Given exercise> Revise the records below by replacing "interior" with "inside" everywhere it occurs, keeping everything else unchanged. Omit the pictures from your answer.

## BEGIN Data in this exercise

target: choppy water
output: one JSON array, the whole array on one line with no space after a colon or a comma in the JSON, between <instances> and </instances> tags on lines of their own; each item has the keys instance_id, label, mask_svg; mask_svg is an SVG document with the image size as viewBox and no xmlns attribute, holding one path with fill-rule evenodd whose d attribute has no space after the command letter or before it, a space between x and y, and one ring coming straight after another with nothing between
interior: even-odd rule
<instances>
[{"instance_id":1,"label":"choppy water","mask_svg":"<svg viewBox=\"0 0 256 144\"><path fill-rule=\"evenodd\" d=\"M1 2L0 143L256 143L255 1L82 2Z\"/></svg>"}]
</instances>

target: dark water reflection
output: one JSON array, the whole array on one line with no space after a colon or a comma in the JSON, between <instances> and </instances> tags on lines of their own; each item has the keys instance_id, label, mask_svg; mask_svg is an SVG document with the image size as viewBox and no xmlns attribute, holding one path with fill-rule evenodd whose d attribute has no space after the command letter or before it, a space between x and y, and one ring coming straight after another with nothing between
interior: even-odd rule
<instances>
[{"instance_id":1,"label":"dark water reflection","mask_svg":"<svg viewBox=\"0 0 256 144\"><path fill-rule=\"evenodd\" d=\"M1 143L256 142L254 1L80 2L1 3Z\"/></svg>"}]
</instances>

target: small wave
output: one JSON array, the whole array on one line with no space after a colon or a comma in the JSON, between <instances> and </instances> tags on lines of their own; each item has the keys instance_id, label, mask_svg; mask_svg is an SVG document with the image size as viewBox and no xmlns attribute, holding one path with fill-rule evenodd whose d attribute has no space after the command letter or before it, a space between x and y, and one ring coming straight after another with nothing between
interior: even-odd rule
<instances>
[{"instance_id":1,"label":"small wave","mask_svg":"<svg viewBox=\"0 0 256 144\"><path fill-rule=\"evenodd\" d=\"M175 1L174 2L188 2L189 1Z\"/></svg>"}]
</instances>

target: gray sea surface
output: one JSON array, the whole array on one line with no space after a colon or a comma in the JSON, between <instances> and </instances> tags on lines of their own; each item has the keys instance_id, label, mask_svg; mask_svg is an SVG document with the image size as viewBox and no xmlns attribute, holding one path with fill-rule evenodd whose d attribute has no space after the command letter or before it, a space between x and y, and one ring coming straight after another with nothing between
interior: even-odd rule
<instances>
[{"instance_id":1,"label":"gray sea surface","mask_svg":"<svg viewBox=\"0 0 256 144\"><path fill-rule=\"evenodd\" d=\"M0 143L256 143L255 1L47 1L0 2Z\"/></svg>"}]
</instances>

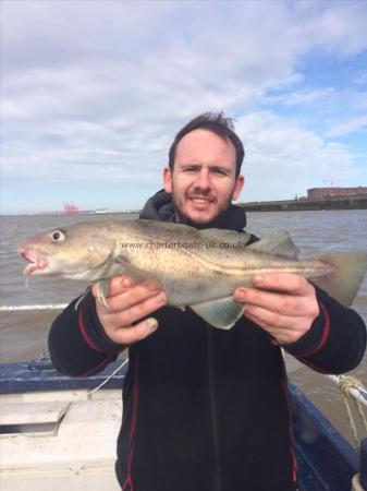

## END Data in this exercise

Result of this exercise>
target: choppy water
output: one JSON array, the whole array on one line with no space after a colon or a comma in the JSON, between <instances> and </instances> tags on lines of their own; each item has the keys instance_id, label, mask_svg; mask_svg is an SVG document with the image size as viewBox and no xmlns attribute, holding one path with fill-rule evenodd whose d attribute has no space after the command letter or before it, a space between x and y, and one ring coming straight after another with nothing between
inside: even-odd rule
<instances>
[{"instance_id":1,"label":"choppy water","mask_svg":"<svg viewBox=\"0 0 256 144\"><path fill-rule=\"evenodd\" d=\"M1 2L0 143L256 143L255 1L82 2Z\"/></svg>"}]
</instances>

target: dark water reflection
output: one JSON array, the whole array on one line with no space after a colon or a comma in the JSON, between <instances> and </instances> tags on lines of their own; each item has the keys instance_id, label, mask_svg; mask_svg is an SVG document with the image size as viewBox and no xmlns attribute, holding one path with fill-rule evenodd whose d attribute has no space after the command letter or before it, a space between x and y, and one ring coming straight after another with nothing between
inside: even-odd rule
<instances>
[{"instance_id":1,"label":"dark water reflection","mask_svg":"<svg viewBox=\"0 0 256 144\"><path fill-rule=\"evenodd\" d=\"M1 143L256 142L254 1L80 2L1 3Z\"/></svg>"}]
</instances>

target: small wave
output: one JSON array, the whole array on one line with no space after a colon or a comma in the JSON, between <instances> and </instances> tags on lines of their own; each item has the keys instance_id, label, mask_svg; mask_svg is an SVG document with the image size as viewBox and no xmlns attribute, holding one path with fill-rule evenodd whose d attribute has no space after the command letter or before it, a space between x and y, and one ring coming straight after another with nothing between
inside: even-odd rule
<instances>
[{"instance_id":1,"label":"small wave","mask_svg":"<svg viewBox=\"0 0 256 144\"><path fill-rule=\"evenodd\" d=\"M175 1L174 2L188 2L189 1Z\"/></svg>"}]
</instances>

target: gray sea surface
output: one JSON array, the whole array on one line with no space after a colon or a comma in the JSON, between <instances> and </instances> tags on lines of their own; each item has the keys instance_id, label, mask_svg; mask_svg is an SVG document with the image size as viewBox and no xmlns attribute, holding one path with fill-rule evenodd whose d attribute has no space after the command letter or before it, a space between x and y, and one ring coming straight after another with nothing between
inside: even-odd rule
<instances>
[{"instance_id":1,"label":"gray sea surface","mask_svg":"<svg viewBox=\"0 0 256 144\"><path fill-rule=\"evenodd\" d=\"M0 143L256 143L255 1L47 1L0 2Z\"/></svg>"}]
</instances>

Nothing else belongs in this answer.